__Given passage__.
□ □ □ □
In re 2016 Primary Election Hamilton Cnty. Bd. of Elections

Decision Date06 September 2016
Docket Number16-3350,16-3352,16-3357
Citation836 F.3d 584
Parties In re: 2016 Primary Election Hamilton County Board of Elections (16-3350); Ohio Secretary Of State (16-3352); Butler County Board of Elections (16-3357), Appellants.
CourtU.S. Court of Appeals — Sixth Circuit

COUNSEL, ON BRIEF: Roger S. Gates, Butler County Prosecutor's Office, Hamilton, Ohio, David T. Stevenson, Cooper D. Bowen, Hamilton County Board of Elections, Eric E. Murphy, Stephen P. Carney, Peter T. Reed, Office of the Ohio Attorney General, Columbus, Ohio, for Appellants. Rachel S. Bloomekatz, Gupta Wessler PLLC, Columbus, Ohio, for Amica Curiae.

Before: COLE, Chief Judge, and SILER and SUTTON, Circuit Judges.

OPINION

SUTTON

, Circuit Judge.

A revealing difficulty with this matter is what to name it. At the district court, the caption read “IN RE: 2016 Primary Election.” That's all the court could say because the matter arose out of an anonymous phone call to the district court clerk's office. The caller complained about an accident in the Cincinnati area that might make it difficult for voters to reach the polls before they closed at 7:30 p.m. on March 15, 2016, the date of Ohio's primary election. The clerk's office relayed the phone call to one of the judges of the district court, apparently no longer in the courthouse, who orally directed the clerk to enter the following order to keep polling locations in four counties open for an extra hour:

This matter is before the court upon an oral complaint requesting that the polling locations within the counties of Butler, Clermont, Hamilton and Warren be extended for one hour due to Interstate I-275 being closed for hours due to a fatal accident. The request is hereby GRANTED and the Secretary of State is hereby ordered to keep the polling locations within the counties of Butler, Clermont, Hamilton and Warren open until 8:30 p.m.
□ □ □ □
__Exercise tasks__.
- 1) Please write out the stretch of the court opinion from "Decision Date06 September" through "Elections (16-3357), Appellants." word for word.
- 2) Count the lines in the listing that contain the string "instance". Reply with that number alone.

__Supplied data__.
□ □ □ □
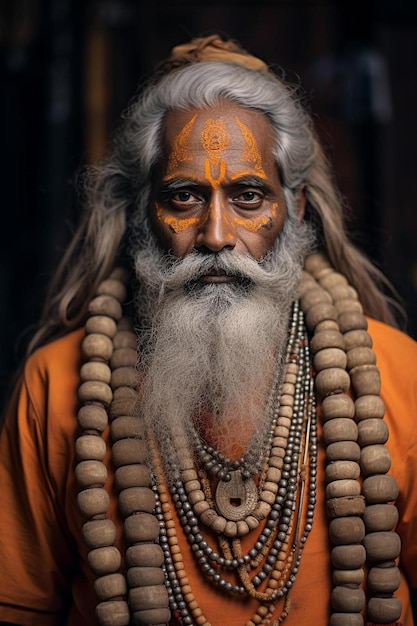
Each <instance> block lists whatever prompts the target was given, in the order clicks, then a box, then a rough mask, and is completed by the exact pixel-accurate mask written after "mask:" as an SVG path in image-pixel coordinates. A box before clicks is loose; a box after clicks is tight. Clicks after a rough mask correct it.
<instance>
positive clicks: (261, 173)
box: [235, 116, 266, 178]
mask: <svg viewBox="0 0 417 626" xmlns="http://www.w3.org/2000/svg"><path fill="white" fill-rule="evenodd" d="M235 120H236V123H237V125H238V126H239V128H240V131H241V133H242V136H243V139H244V141H245V152H244V154H243V156H242V159H241V160H242V161H246V162H247V163H252V164H253V167H254V169H255V171H256V173H257V174H258V176H260V177H261V178H266V174H265V172H264V169H263V166H262V156H261V151H260V150H259V146H258V143H257V141H256V139H255V136H254V134H253V133H252V131H251V130H250V128H248V127H247V126H246V124H244V123H243V122H241V120H240V119H239V118H238V117H237V116H236V117H235Z"/></svg>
□ □ □ □
__Answers for each item__.
- 1)
Decision Date06 September 2016
Docket Number16-3350,16-3352,16-3357
Citation836 F.3d 584
Parties In re: 2016 Primary Election Hamilton County Board of Elections (16-3350); Ohio Secretary Of State (16-3352); Butler County Board of Elections (16-3357), Appellants.

- 2) 2